:: Task to carry out ::
Scanning the entries below, copy every line that contains the word "tree".

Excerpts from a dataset
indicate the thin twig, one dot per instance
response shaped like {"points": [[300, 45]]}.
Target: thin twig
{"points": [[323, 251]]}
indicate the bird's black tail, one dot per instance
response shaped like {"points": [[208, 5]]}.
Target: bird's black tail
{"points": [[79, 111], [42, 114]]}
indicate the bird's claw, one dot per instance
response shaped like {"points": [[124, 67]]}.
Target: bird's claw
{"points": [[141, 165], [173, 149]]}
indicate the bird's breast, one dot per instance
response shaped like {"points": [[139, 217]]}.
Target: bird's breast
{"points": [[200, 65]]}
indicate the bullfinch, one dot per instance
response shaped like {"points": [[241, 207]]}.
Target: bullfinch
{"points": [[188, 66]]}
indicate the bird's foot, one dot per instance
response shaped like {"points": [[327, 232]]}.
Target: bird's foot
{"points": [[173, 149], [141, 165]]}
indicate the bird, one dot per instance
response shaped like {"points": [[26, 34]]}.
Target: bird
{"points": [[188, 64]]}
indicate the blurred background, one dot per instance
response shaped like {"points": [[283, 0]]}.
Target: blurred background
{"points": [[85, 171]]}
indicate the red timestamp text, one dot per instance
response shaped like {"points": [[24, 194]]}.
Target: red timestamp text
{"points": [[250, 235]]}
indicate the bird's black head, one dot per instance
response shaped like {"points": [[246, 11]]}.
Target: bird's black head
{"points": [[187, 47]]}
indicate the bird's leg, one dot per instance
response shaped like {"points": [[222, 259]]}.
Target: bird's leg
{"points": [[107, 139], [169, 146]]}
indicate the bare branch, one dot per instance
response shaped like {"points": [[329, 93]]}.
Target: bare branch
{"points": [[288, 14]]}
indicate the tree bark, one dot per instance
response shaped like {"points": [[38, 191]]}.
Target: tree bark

:: Task output ::
indicate the tree bark, one dot per instance
Target: tree bark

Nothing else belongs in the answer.